According to a May 21st New York Times article, the Global Fund to Fight AIDS, Tuberculosis, and Malaria has frozen its grants to China. This is an extremely embarrassing matter because China was unable to meet the standards of this international organization, yet many backward governments were.
China has been the Global Fund’s fourth largest recipient, following Ethiopia, India and Tanzania. Since 2003 China has received $539 million from the Global Fund, and another $295 million is on the way. And China has only contributed $16 million to the fund, compared with the $5.5 billion contributed by the United States. The question of whether China should also be a recipient has been the source of deep controversy. The Chinese government is known for its deep pockets: it spent $46 billion combined on the 2008 Olympic games and last year’s Shanghai Expo, and it also recently financed a $586 billion economic stimulus package. Dr. Jack Chow, who helped create the Global Fund, argues that China’s large appetite undermines the Global Fund’s foundation; at a time when the fund is struggling for contributions, donors will grow even more reluctant if they realize that substantial funds are being awarded to a country like China -- which can well afford to pay for its own health program.

REQUIRED WORK -> Please resume the piece on the Global Fund freezing its grants to China, starting after its last sentence. The rows that follow come from another source.

DATA EXTRACT ->
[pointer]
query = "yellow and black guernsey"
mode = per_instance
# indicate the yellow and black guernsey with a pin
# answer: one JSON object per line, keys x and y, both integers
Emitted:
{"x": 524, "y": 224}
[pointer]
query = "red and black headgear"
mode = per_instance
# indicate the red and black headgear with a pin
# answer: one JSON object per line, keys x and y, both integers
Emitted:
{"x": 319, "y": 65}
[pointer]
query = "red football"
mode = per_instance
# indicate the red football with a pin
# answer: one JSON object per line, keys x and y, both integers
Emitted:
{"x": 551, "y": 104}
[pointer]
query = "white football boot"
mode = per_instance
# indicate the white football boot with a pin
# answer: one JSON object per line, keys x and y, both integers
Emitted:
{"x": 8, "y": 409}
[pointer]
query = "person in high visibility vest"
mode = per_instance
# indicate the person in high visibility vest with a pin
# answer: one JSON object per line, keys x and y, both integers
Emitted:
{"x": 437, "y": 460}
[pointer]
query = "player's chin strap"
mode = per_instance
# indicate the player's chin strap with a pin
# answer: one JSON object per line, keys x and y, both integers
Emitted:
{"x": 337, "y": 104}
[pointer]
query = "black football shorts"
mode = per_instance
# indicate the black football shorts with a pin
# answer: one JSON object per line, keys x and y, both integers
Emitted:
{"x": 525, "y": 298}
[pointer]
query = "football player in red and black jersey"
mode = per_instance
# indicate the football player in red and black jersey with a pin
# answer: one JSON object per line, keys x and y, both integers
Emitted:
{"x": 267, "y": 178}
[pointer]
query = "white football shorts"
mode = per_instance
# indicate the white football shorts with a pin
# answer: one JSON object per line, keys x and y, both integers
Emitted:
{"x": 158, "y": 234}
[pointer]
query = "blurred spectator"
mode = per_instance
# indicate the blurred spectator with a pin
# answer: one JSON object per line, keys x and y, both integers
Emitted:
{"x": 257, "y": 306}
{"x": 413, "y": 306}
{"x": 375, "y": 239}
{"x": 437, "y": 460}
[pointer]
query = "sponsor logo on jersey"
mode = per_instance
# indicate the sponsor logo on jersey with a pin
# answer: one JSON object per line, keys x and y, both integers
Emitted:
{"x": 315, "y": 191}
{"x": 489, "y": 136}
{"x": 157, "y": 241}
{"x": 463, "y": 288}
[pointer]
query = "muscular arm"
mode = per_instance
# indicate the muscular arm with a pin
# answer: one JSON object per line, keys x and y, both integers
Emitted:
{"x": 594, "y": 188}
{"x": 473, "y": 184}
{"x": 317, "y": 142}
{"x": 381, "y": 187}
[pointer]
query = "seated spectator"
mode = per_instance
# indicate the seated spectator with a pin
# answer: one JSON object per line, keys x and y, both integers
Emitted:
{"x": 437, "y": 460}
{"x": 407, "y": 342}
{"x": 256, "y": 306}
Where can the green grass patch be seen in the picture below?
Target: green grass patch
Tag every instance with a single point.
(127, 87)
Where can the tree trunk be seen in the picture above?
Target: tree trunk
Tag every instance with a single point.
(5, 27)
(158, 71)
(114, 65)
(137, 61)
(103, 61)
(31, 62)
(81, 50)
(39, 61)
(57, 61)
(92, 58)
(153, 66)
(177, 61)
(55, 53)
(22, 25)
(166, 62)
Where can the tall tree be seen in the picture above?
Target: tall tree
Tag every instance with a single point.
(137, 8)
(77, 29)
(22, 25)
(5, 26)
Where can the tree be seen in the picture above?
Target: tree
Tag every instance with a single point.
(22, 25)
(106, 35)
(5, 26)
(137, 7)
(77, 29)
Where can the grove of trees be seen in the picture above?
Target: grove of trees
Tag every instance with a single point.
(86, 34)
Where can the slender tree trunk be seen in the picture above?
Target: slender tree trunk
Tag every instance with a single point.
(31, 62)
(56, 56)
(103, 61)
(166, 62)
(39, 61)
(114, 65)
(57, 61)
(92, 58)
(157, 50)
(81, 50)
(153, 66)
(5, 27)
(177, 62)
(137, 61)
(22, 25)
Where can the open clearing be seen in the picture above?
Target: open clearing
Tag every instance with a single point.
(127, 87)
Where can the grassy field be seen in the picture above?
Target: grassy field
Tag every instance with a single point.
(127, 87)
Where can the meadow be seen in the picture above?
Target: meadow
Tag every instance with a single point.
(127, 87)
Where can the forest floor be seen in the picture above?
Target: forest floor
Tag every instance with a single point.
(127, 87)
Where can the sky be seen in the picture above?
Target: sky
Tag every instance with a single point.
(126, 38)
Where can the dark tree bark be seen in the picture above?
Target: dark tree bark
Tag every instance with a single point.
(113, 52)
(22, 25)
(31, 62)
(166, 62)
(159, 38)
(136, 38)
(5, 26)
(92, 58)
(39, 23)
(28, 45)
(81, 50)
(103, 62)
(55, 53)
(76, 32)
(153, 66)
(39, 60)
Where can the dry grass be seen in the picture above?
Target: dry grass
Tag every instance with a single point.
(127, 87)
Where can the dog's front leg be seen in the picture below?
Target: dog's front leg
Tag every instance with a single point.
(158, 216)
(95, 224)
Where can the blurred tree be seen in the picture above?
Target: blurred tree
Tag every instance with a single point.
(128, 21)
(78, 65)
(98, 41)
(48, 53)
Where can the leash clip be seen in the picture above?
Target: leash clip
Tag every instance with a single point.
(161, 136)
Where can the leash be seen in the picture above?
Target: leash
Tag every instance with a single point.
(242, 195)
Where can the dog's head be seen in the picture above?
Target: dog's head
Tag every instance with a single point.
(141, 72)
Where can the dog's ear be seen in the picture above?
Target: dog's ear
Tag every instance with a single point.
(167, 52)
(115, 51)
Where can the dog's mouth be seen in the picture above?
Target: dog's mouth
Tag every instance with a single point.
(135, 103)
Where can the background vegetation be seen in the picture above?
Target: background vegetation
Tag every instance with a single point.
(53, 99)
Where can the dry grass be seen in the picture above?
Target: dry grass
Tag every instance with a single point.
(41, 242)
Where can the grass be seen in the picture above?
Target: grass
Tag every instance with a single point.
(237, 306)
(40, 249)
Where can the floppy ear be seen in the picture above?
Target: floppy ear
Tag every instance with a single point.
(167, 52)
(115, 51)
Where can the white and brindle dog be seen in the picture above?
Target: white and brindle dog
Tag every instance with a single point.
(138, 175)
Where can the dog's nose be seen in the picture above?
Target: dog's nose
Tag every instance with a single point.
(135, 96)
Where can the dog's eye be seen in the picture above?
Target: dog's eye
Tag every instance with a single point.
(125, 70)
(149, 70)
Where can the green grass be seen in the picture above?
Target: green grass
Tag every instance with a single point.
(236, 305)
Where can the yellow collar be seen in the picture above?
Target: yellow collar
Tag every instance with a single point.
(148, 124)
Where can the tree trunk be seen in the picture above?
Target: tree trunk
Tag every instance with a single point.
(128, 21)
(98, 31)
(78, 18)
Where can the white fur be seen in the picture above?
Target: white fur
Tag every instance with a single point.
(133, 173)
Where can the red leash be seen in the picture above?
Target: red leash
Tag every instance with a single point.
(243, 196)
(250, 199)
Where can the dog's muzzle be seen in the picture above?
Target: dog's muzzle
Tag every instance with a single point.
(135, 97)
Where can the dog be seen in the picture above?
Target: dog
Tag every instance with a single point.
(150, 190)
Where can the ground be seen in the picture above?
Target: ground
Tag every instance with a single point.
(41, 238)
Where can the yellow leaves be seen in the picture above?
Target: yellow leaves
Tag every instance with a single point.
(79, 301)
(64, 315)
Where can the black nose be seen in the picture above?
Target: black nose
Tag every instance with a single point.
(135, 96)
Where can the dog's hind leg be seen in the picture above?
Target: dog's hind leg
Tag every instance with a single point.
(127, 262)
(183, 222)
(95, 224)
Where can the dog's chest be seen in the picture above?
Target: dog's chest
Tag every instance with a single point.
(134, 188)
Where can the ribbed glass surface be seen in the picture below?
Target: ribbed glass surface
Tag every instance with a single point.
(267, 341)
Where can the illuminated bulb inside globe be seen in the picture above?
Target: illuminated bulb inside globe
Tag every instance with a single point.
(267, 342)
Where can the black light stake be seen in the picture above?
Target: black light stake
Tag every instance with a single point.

EXERCISE RESPONSE ->
But the embarrassing decision to withhold funds from China has nothing to do with eligibility. Instead, audits of last year’s distributions showed that China had failed to pass on 35% of a $283 million AIDS grant to community-based organizations, as it had pledged. According to a report from a non-governmental organization (NGO) called Global Fund Watch, China actually allocated less than 11% of their grant money to non-government groups. In fact an external audit discovered that community groups appeared to have been entirely left out of the strategy planning sessions.
Chinese officials justified their actions, claiming that many civil society groups could not be trusted to properly spend the Global Fund’s money, and that government agencies were more trustworthy. But according to human right activist Chang Kun, both government officials and “official NGOs” created by the government routinely pocketed more than half the grant money. An AIDS rights group that Chang Kun headed in Xinjiang received a grant of roughly $3,000, but then had to return it because the government disbanded his group. “They view our campaigning as troublemaking. They don’t like private NGOs, or people taking up an organizing role,” he said. “I have campaigned for AIDS patients for seven years now, and I rarely see people receiving any actual benefit from the Global Fund.”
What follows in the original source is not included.